──────── Source excerpt ────────
# I made Aero a foraging Tray



## xoxsarahxox (Dec 13, 2010)

Well because of DallyTsuka and Cockatiel Loves posts on foraging trays I decided to make Aero one today. It has carrots, broccoli, crushed nutriberry, paper,carboard, uncooked macaroni noodles, pieces of jute rope, straws, millet,bamboo skewers, and yogurt treats.


----------



## xoxsarahxox (Dec 13, 2010)

I think he was mostly just trying to find the millet and play with all the neat stuff....when he touched the broccoli he would shake his head dont know if that meant he liked it or didnt like it.


----------



## lperry82 (Aug 2, 2010)

Ha ha awww how cute 

I done one today used a baking tray with straws and newspaper and seed stick, I also done a plate of broccoli and corn which i should of put it in the tray as its all over ha ha


----------



## Cockatiel love (Aug 15, 2010)

YEY foraging  Looks as if it was a success  Well done


----------



## xoxsarahxox (Dec 13, 2010)

yes i thought he might be afraid of it but guess not! I would of liked him to be more interested in the veggies but he at least tasted them and ill just keep putting in different ones til I find one he likes.


----------



## lperry82 (Aug 2, 2010)

Mine didnt like broccoli and corn at first but i kept offering them and now they LOVE it


----------



## MeanneyFids (Aug 24, 2010)

mine shake their heads with new foods all the time. offered parsley and dried chili peppers yesterday and thats the reaction i got from them, but they kept eating it. it might be a surprising unexpected texture or temperature or taste that makes them do it, i dunno.

looks like the foraging tray was a big success, and its a great way to try new foods for difficult birds lol (mine will try what i put on the plate, except green peppers. they run and hiss from those)

aero looks like hes really enjoying it!


----------



## xoxsarahxox (Dec 13, 2010)

Yes It kept Aero busy for quite some time so I think it was a hit! Thanks for the idea


----------



## MeanneyFids (Aug 24, 2010)

not a problem. anything i post, go ahead and use the idea. like i care. if it makes other birds happy, then great


----------
──────── Stored rows ────────
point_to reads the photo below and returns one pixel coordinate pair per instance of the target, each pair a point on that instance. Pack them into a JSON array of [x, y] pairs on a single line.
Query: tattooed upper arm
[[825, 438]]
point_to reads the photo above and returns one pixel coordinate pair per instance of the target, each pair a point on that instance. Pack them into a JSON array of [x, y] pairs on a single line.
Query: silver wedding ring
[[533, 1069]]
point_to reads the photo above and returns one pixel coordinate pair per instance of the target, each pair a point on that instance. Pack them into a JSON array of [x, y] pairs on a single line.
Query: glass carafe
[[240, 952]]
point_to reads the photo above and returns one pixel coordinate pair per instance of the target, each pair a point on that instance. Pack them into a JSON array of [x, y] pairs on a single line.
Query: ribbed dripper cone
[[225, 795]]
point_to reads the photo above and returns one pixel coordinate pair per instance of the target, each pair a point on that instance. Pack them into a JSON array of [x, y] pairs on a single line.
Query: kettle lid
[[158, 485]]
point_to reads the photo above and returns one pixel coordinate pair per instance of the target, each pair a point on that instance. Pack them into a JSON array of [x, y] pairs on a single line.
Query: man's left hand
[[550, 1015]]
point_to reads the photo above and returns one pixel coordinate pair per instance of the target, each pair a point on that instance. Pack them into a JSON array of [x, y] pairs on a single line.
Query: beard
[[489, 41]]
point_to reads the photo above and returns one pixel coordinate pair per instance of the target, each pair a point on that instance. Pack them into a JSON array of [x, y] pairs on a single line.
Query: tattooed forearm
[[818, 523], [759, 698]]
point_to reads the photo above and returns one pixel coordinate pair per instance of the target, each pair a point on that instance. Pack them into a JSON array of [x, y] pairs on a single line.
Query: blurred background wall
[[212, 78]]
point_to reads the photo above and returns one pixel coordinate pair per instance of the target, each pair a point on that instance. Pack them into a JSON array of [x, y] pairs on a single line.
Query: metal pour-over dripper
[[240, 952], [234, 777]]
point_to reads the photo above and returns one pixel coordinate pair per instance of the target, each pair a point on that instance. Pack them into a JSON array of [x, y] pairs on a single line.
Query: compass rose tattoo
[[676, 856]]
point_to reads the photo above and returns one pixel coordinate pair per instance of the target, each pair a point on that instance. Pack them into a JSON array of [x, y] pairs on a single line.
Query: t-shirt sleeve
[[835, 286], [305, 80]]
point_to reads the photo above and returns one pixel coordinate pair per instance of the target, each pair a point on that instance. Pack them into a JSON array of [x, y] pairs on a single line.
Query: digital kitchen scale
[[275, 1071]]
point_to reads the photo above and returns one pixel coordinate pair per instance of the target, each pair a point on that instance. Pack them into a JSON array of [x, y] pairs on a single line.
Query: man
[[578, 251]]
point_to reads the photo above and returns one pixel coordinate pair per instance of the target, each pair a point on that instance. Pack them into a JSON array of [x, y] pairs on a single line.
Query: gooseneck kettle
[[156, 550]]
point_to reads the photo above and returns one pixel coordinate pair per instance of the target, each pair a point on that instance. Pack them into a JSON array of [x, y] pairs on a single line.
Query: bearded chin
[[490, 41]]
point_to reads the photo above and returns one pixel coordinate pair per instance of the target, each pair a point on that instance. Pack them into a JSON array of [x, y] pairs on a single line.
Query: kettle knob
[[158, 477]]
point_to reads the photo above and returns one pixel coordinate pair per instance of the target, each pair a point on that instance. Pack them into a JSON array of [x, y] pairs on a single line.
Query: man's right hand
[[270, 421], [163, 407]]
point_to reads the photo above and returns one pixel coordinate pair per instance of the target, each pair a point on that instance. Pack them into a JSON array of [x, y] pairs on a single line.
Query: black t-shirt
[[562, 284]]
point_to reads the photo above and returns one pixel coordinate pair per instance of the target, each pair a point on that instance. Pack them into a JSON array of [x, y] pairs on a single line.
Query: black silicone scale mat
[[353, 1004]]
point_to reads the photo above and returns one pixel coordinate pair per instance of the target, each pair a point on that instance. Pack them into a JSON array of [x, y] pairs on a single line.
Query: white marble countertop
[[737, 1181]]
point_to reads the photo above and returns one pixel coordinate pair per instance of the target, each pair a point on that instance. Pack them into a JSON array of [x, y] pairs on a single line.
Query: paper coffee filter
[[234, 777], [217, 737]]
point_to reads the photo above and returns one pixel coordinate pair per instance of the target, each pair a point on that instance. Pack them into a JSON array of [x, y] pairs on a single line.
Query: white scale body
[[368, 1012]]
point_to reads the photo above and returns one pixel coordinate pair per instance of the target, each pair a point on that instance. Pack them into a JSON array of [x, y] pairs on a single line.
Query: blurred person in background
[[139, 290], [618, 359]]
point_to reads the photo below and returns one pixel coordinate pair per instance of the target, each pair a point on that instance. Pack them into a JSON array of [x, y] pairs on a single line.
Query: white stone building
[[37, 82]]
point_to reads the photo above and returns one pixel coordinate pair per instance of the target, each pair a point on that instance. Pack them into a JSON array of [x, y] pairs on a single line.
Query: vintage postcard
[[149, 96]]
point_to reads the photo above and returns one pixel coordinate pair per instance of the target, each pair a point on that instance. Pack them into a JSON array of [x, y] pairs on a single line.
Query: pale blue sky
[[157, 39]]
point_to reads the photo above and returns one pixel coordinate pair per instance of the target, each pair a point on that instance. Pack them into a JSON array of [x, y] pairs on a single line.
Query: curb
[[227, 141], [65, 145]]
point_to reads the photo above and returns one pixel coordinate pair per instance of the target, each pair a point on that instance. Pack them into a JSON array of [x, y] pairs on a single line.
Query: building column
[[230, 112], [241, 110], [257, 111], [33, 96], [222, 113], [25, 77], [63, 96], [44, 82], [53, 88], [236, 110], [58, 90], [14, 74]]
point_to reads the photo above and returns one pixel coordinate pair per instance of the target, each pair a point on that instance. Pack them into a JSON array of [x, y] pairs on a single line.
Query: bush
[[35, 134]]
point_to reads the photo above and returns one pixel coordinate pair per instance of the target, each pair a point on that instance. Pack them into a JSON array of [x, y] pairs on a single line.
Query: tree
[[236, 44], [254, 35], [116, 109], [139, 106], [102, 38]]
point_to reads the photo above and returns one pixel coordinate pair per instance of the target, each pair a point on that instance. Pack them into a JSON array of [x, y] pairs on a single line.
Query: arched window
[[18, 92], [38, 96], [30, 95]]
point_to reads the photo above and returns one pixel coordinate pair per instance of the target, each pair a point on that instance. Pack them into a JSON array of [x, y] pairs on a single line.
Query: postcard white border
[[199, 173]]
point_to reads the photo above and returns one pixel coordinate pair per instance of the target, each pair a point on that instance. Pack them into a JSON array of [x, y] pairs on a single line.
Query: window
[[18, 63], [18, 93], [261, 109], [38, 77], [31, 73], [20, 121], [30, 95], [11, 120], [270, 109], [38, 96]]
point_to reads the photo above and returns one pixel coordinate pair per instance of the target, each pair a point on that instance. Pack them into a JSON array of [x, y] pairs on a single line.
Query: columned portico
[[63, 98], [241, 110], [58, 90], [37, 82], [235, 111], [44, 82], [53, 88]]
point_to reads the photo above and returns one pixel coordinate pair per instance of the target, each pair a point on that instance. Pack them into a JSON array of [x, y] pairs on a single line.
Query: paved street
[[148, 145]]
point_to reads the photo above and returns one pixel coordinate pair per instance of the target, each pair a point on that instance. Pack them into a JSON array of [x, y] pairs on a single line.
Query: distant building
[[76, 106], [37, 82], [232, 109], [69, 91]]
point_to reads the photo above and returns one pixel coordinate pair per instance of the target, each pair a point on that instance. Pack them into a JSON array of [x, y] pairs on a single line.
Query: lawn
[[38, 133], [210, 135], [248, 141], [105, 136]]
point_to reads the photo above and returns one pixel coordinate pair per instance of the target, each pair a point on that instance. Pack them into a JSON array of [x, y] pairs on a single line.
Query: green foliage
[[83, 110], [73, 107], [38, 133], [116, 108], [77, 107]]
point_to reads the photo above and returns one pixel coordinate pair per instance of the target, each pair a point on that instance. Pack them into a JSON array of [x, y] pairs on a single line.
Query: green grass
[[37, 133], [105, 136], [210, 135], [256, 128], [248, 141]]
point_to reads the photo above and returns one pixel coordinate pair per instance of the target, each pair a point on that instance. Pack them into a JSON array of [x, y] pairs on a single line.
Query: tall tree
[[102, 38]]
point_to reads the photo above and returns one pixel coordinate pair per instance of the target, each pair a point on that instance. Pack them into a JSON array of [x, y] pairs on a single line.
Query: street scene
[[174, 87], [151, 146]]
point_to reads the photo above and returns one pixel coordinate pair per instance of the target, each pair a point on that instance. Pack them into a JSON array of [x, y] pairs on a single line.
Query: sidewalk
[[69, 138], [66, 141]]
────────
Exercises =>
1) Summarize the foraging tray thread in two sentences.
2) Answer these questions using the foraging tray thread:
(a) What did lperry82 use as the base for their tray?
(b) Which food makes MeanneyFids' birds run and hiss?
(c) What did Aero do when he touched the broccoli?

Solutions to the tasks =>
1) xoxsarahxox made Aero a foraging tray with items such as carrots, broccoli, millet, paper, straws and jute rope, and it kept him busy for quite some time, though he mostly hunted for the millet and only tasted the vegetables. Other posters shared their own experiences: lperry82's birds came to love broccoli and corn after repeated offering, and MeanneyFids' birds often shake their heads at new foods but keep eating them.

2)
(a) A baking tray.
(b) Green peppers.
(c) He shook his head.